Quoted passage below:
One other point. I find it very odd that the mission profile is for a climb and cruise at 3000 m. In the helicopter world you would typically be in the 150 - 1000m range above ground level. Obviously it offers a modest advantage in terms of true airspeed to be higher. Maybe cooling of the electrics. Against that you have the adverse effect of low temps on battery. There is much that could be discussed from the technical POV. But in the end it just isn’t a good operational fit with short to medium range VFR hops across Northern Europe and the like. And if they think this thing is going to be doing IFR work for a living then they will certainly need a bigger battery

Ilike the overall concept. I am an inventor and an eVTOL reseacher.
With newer battery technology this concept could be viable.

Could it be made viable with the addition of a 2kw generator, weighing 38lbs, with fuel?

I love VTOL but……. If one still must utilize and airport for takeoff and landing….. just buy a Cessna 182. All this effort and money spent on VTOL but nobody wants to talk about all the noise and prop-wash you’d have to deal with landing one of these at your house or the mall. Great video. Thank you.

Thank you for this highly interesting and impressive in-depth analysis. It seems that the Aerokurier paper is too conservative, but the Lilium paper is (far?) too optimistic.
I was surprised to hear that no results from the test flights have yet been included in the published papers. If too many uncertain parameters actually have to prove realistic for the concept to fly, the risk for investors increases considerably.
A first manned test flight is now announced for end of 2024 - let's see how it goes.

I have no academic qualifications whatsoever in design nor aviation but just a hobbyist. When I first saw this concept I have already had a few doubts about the project.
1. The "over-the-wing" multi-turbine fans design has already compromised hugely on "flying" efficiency as that is the area that a plane would generate its lift.
2. Multi-fan design...regardless how efficient each motor can be, the design required a housing assembly that creates more frontal area hence reduced overall efficiency.
3. Mult-fan design...the more parts the more lost in power efficiency, as simple as that.
Apart from Mr. Lou's detailed analysis, the above is my personal observation on the failure of Lilium Jet.
End of Quoted passage.
**Things to do:**
A. Do these statements agree with the eVTOL comment thread? For each, answer yes or no and quote the deciding words of the text. (i) One commenter says helicopters typically fly in the 150–1000 m range above ground level. (ii) A first manned test flight is announced for the end of 2025. (iii) The hobbyist says the multi-fan housing assembly reduces frontal area.
B. Please reproduce the eVTOL comment thread between "Could it be" and "video. Thank you.", inclusive.
C. In the eVTOL comment thread, what addition does one commenter ask about to make the concept viable?
Records provided below:
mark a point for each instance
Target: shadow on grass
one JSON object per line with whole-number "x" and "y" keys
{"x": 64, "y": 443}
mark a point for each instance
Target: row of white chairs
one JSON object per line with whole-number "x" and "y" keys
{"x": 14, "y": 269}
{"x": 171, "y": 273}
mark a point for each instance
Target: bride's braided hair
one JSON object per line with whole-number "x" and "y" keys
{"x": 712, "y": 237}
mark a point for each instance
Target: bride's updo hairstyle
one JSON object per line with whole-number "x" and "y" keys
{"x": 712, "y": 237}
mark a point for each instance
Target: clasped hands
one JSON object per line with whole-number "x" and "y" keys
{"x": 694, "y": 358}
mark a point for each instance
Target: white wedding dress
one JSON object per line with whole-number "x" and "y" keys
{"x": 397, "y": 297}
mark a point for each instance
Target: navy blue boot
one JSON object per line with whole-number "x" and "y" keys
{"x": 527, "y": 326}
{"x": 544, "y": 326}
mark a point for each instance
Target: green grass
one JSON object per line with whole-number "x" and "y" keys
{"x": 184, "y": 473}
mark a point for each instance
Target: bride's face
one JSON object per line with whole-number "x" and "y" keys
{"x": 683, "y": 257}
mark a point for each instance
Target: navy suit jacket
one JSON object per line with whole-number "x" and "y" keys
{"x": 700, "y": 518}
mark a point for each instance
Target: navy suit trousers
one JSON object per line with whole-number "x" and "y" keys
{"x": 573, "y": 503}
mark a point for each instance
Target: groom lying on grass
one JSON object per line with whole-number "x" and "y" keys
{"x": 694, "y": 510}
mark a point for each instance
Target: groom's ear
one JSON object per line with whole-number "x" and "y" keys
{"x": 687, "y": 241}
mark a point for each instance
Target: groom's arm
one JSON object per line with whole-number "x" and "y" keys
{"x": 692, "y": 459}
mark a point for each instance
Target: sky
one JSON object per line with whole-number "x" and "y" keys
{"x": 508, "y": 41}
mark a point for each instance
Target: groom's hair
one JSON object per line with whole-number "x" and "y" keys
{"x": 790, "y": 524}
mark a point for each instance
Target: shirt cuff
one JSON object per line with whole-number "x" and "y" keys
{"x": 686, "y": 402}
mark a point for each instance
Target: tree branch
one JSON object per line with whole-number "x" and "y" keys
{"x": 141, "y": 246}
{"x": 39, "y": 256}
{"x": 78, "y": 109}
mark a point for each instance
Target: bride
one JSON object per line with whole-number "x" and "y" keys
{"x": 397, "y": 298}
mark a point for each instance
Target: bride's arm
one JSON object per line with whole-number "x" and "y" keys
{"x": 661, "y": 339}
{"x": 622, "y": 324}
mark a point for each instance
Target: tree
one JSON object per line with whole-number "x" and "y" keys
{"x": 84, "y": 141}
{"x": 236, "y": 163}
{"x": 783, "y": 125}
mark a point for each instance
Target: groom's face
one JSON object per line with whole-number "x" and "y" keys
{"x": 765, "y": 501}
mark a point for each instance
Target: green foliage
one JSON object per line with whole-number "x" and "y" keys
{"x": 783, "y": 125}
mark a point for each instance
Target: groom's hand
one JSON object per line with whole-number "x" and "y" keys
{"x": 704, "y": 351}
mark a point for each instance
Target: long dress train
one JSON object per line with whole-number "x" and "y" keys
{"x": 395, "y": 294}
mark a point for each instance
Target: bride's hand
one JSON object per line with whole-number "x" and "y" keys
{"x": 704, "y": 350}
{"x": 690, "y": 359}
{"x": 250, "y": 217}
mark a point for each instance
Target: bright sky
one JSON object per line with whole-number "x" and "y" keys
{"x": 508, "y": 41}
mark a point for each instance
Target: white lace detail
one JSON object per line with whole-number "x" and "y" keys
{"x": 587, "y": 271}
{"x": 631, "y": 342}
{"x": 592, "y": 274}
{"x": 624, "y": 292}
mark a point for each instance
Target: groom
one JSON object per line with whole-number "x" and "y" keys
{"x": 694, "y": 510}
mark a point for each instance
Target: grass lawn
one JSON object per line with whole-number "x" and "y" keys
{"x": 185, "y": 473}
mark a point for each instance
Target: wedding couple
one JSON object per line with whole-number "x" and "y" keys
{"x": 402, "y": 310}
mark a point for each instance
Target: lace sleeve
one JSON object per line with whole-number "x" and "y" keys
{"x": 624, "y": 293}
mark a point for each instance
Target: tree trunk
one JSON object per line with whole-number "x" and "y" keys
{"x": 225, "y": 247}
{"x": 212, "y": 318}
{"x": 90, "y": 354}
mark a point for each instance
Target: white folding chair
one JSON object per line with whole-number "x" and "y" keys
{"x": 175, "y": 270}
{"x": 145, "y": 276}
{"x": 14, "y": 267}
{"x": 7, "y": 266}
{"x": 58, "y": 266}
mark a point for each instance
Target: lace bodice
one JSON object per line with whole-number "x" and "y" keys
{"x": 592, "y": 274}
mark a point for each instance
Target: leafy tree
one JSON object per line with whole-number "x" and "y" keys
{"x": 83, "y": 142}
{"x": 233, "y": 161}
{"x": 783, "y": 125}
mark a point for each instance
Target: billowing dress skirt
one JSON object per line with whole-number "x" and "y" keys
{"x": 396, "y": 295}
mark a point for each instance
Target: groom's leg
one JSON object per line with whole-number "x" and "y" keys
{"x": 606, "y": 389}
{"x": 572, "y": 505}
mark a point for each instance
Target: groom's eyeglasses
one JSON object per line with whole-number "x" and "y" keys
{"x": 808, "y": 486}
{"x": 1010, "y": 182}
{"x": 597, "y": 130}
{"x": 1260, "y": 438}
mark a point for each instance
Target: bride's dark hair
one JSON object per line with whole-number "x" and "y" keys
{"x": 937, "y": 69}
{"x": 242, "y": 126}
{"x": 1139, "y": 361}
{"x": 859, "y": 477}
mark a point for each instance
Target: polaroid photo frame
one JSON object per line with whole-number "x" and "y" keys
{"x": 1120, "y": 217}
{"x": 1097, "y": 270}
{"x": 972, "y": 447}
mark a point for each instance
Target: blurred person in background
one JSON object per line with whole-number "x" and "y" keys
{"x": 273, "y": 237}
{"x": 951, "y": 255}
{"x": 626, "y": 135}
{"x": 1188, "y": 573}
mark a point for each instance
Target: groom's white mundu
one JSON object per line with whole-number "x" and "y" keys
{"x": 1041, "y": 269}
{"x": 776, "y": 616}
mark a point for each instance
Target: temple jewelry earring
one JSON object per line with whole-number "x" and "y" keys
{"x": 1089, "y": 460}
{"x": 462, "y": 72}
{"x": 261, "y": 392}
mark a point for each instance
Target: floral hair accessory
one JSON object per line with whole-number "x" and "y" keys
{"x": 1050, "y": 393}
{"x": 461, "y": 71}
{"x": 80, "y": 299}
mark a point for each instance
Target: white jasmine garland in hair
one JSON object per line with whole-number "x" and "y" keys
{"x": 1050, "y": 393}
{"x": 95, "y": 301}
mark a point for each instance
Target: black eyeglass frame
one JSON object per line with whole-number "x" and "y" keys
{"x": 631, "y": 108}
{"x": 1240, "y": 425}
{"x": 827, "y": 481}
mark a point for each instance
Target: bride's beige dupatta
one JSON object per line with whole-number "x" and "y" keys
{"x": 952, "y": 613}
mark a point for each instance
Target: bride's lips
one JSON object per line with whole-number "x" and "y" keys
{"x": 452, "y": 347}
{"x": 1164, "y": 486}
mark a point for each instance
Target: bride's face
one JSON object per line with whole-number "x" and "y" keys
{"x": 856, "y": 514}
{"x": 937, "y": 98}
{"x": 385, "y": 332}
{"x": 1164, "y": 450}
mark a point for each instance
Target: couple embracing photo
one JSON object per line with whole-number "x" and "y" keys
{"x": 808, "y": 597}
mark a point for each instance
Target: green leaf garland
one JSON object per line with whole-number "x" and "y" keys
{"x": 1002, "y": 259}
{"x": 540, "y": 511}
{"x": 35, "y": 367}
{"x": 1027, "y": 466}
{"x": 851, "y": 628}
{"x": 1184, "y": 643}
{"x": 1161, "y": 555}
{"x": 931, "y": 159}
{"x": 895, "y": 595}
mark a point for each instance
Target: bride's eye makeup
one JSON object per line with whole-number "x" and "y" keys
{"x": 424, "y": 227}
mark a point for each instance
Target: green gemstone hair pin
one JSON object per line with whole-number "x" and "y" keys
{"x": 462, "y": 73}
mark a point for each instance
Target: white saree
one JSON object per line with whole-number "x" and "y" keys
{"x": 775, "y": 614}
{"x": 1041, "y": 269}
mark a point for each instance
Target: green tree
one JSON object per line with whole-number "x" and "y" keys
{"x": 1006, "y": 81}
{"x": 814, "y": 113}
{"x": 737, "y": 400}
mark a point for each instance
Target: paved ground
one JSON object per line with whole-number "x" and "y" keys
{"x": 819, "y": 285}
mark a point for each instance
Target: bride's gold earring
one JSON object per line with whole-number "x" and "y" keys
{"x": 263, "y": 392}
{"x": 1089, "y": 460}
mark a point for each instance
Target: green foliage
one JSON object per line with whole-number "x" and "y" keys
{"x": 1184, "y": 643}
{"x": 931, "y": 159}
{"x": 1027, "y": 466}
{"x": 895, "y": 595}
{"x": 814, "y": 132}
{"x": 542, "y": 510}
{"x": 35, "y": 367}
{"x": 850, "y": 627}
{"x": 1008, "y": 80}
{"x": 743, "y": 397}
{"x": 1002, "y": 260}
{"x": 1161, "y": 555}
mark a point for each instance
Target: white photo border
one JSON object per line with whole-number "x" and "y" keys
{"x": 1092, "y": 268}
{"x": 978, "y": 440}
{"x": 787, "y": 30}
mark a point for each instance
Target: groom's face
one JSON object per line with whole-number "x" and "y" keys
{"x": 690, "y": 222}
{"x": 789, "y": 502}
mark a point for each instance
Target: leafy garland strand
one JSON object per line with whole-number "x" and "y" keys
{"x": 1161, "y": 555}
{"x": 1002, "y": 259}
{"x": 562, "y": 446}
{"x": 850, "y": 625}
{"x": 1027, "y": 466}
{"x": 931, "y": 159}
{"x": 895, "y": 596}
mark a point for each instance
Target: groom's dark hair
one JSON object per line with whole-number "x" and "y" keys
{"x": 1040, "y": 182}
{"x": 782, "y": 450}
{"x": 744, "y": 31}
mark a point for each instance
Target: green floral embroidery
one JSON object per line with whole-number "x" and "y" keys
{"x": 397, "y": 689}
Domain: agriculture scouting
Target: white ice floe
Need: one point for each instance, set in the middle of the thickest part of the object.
End of Records provided.
**Task-by-task results:**
A.
(i) Yes: "In the helicopter world you would typically be in the 150 - 1000m range above ground level."
(ii) No: "A first manned test flight is now announced for end of 2024"
(iii) No: "the design required a housing assembly that creates more frontal area hence reduced overall efficiency."

B.
Could it be made viable with the addition of a 2kw generator, weighing 38lbs, with fuel?

I love VTOL but……. If one still must utilize and airport for takeoff and landing….. just buy a Cessna 182. All this effort and money spent on VTOL but nobody wants to talk about all the noise and prop-wash you’d have to deal with landing one of these at your house or the mall. Great video. Thank you.

C. A 2 kW generator weighing 38 lbs, with fuel.